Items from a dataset
--

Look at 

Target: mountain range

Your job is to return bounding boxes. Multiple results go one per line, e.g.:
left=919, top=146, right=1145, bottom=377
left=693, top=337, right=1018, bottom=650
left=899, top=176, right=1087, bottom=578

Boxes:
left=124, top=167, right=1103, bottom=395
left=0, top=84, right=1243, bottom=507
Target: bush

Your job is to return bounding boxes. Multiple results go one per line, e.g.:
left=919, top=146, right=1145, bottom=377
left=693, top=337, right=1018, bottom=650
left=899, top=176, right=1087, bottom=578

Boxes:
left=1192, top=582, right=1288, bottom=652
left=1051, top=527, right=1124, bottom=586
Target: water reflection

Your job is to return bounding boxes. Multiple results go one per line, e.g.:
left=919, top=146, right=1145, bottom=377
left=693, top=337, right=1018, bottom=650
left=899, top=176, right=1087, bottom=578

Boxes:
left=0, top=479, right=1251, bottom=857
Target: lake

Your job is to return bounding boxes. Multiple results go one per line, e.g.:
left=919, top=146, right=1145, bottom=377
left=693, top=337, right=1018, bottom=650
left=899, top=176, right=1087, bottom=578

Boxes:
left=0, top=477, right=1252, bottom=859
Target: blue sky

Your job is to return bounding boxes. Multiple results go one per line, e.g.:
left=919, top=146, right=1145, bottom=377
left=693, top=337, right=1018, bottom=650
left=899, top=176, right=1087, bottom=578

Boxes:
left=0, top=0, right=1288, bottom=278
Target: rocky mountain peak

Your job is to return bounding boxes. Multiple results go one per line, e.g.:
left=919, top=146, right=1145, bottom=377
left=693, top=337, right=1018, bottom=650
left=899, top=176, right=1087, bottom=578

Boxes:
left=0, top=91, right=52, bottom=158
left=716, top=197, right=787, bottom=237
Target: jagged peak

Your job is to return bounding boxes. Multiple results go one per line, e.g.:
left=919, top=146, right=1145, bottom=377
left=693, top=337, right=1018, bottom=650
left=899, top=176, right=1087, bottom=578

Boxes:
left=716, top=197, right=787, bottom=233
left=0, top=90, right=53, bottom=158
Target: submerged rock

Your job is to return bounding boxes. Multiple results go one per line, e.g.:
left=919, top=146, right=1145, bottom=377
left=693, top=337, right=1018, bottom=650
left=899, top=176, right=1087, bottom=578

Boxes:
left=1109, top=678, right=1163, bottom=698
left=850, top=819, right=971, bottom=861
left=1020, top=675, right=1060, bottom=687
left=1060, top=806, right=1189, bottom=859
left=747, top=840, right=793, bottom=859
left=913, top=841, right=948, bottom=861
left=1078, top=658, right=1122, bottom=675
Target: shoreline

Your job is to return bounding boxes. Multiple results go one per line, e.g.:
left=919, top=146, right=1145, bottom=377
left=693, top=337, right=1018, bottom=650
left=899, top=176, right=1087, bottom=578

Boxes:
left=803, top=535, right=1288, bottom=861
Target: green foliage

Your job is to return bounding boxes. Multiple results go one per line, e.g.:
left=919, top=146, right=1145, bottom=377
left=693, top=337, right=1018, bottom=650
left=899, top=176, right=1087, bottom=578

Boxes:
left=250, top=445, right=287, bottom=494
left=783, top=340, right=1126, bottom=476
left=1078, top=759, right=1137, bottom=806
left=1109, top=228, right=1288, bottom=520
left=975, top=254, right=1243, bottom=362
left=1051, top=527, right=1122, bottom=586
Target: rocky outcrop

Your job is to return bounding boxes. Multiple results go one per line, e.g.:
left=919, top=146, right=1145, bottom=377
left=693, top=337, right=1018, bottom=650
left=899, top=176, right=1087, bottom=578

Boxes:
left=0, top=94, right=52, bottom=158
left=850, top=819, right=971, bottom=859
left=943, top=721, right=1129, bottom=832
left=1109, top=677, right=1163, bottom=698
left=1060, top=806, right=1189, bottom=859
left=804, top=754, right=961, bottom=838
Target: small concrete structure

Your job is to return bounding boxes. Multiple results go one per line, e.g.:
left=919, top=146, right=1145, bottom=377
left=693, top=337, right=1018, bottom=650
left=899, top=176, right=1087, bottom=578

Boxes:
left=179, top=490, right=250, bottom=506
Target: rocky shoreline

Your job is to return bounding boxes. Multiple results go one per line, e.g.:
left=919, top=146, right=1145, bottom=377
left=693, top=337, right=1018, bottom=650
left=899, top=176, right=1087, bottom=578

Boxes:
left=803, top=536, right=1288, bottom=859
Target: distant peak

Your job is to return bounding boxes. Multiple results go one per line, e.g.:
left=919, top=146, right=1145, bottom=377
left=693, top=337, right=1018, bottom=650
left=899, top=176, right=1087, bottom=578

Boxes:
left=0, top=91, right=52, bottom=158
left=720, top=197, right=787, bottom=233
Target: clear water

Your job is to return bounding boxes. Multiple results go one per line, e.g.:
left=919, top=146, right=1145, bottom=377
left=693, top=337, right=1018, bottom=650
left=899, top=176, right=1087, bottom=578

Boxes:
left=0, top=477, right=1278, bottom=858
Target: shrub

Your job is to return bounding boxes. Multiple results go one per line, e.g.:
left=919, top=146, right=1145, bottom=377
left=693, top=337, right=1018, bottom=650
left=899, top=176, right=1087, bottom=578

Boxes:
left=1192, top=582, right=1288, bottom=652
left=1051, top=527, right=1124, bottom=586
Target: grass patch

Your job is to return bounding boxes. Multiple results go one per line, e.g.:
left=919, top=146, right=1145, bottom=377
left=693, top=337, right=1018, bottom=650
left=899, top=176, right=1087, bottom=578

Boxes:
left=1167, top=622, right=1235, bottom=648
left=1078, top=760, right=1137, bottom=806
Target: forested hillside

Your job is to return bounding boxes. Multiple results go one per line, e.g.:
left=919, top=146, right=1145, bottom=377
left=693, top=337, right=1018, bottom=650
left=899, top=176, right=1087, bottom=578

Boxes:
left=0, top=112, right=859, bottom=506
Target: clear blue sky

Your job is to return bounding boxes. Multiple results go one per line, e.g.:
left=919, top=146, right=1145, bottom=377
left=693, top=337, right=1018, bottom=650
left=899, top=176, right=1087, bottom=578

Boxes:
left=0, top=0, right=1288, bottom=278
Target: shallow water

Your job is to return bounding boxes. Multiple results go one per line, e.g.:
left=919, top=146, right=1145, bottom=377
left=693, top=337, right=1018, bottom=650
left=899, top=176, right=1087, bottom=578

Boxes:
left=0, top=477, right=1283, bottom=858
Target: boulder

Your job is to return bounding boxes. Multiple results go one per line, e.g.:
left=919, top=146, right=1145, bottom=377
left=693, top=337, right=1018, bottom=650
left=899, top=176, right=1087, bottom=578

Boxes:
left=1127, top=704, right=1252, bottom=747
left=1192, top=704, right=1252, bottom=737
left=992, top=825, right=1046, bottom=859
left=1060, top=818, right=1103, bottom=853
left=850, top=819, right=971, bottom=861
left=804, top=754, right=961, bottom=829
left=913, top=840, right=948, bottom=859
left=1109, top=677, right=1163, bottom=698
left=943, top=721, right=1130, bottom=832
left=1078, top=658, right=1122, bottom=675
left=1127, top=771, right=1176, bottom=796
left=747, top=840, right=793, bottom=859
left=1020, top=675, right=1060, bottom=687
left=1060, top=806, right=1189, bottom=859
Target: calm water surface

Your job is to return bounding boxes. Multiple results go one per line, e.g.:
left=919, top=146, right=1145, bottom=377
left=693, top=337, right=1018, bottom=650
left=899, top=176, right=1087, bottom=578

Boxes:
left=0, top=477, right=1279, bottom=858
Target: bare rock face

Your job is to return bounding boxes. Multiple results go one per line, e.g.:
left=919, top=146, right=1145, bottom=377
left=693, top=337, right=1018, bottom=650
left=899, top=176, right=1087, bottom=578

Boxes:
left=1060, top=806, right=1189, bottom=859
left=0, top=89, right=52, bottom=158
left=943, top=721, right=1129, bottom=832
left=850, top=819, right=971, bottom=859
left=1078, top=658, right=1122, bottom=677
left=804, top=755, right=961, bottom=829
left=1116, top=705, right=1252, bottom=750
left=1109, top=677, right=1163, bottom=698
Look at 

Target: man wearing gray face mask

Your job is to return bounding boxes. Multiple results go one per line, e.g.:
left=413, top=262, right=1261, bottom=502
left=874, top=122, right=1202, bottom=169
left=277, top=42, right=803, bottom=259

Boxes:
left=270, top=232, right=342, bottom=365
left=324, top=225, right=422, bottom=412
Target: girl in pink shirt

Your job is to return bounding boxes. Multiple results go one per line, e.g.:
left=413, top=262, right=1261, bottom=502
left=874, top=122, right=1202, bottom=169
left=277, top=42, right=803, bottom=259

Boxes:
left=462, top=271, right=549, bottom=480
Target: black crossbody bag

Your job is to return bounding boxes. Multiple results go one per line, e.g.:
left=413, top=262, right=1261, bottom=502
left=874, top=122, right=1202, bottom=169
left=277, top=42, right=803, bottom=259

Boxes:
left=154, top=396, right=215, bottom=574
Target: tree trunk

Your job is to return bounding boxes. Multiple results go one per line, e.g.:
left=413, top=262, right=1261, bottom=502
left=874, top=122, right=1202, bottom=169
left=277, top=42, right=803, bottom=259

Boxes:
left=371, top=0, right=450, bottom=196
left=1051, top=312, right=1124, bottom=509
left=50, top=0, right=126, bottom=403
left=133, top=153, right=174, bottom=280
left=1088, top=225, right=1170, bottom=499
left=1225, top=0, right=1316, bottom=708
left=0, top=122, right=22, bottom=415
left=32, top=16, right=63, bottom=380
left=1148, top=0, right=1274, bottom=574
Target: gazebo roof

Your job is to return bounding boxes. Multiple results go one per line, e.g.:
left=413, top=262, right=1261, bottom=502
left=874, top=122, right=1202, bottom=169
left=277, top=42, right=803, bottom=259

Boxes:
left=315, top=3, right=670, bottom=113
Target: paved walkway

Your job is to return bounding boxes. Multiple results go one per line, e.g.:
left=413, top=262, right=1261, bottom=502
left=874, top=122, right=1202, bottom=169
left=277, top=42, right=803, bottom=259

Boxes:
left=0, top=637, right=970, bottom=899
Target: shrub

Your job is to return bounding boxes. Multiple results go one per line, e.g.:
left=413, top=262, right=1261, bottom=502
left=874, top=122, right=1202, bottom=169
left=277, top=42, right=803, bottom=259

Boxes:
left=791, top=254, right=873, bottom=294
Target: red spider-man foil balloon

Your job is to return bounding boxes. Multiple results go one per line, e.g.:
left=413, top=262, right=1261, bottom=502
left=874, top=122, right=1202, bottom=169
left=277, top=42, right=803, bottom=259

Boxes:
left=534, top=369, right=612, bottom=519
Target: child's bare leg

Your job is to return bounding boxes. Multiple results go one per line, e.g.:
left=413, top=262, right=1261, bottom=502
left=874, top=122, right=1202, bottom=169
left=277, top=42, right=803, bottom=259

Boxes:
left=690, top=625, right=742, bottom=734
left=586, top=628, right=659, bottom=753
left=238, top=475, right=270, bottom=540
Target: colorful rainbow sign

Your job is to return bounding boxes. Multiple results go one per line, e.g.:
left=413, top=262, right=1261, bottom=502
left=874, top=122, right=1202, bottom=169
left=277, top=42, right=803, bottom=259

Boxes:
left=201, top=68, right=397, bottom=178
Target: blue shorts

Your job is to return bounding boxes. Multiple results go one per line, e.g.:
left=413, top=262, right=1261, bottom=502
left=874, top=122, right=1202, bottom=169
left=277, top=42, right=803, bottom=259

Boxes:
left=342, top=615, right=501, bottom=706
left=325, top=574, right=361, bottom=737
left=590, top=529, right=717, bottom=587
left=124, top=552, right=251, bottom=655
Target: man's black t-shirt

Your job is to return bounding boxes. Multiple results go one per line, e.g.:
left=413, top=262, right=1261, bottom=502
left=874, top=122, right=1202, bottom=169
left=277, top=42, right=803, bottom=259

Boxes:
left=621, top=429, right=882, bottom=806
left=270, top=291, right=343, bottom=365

--

Start at the beginning of the entries and stop after the line that contains "left=0, top=477, right=1252, bottom=859". Write those lines out again with "Target" swapped for "Label" and nothing else changed.

▸ Output below
Look at 

Label: mountain range

Your job is to return bounding boxes. Multiple results go one per line, e.g.:
left=919, top=146, right=1145, bottom=377
left=693, top=337, right=1018, bottom=650
left=899, top=176, right=1087, bottom=578

Boxes:
left=124, top=167, right=1103, bottom=395
left=0, top=84, right=1243, bottom=507
Label: bush

Your job is to return bounding boxes. Multiple results go one per line, e.g.:
left=919, top=146, right=1145, bottom=377
left=693, top=337, right=1018, bottom=650
left=899, top=176, right=1087, bottom=578

Boxes:
left=1192, top=582, right=1288, bottom=652
left=1051, top=527, right=1124, bottom=586
Label: water reflection

Your job is to return bounding boxes. Multiple results go one per line, e.g.:
left=919, top=146, right=1145, bottom=377
left=693, top=337, right=1018, bottom=650
left=899, top=176, right=1087, bottom=578

Boxes:
left=0, top=479, right=1251, bottom=857
Label: lake

Your job is to return bounding boxes. Multiple results go one per line, e.g.:
left=919, top=146, right=1145, bottom=377
left=693, top=337, right=1018, bottom=650
left=899, top=176, right=1087, bottom=578

Boxes:
left=0, top=477, right=1252, bottom=859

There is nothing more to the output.